→ **Pointing dataset records**:
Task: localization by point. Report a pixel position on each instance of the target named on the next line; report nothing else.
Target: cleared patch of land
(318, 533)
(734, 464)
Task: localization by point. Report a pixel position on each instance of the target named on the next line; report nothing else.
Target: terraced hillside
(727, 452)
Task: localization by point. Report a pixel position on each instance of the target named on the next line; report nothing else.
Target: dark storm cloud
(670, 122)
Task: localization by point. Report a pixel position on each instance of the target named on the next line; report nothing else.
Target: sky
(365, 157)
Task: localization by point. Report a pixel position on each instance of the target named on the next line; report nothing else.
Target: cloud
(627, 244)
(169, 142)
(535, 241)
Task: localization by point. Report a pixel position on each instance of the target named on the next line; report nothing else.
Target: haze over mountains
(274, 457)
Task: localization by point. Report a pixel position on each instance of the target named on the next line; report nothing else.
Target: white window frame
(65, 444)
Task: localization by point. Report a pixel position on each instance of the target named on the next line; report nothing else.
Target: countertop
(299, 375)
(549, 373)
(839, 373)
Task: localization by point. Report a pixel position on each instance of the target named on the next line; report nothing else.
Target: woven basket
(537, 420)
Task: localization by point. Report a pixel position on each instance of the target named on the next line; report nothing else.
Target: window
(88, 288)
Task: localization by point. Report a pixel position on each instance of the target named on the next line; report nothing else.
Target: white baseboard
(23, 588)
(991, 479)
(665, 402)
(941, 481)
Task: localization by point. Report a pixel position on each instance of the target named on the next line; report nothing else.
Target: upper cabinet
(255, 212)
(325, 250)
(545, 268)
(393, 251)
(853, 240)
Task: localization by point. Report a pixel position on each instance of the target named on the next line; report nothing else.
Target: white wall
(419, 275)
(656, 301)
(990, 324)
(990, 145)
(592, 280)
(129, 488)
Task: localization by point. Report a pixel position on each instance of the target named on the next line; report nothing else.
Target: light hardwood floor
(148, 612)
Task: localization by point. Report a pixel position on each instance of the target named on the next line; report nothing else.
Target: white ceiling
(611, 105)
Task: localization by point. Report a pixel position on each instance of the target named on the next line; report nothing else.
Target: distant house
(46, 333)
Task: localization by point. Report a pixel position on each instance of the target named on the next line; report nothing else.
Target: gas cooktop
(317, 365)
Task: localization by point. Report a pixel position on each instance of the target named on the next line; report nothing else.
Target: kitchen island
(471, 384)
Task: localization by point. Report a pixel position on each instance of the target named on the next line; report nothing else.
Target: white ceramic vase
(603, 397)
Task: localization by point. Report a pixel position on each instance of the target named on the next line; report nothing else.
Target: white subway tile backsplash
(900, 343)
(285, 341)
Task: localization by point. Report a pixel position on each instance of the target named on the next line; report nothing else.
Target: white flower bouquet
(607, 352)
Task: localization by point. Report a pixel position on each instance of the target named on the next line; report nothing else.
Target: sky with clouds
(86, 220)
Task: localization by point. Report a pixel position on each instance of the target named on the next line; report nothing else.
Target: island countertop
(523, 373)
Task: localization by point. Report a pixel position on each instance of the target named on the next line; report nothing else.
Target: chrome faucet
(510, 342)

→ **What you should do**: Find every line in the material that contains the word "window", and copy each of those lines.

→ **Written solution**:
Target: white window frame
Target: window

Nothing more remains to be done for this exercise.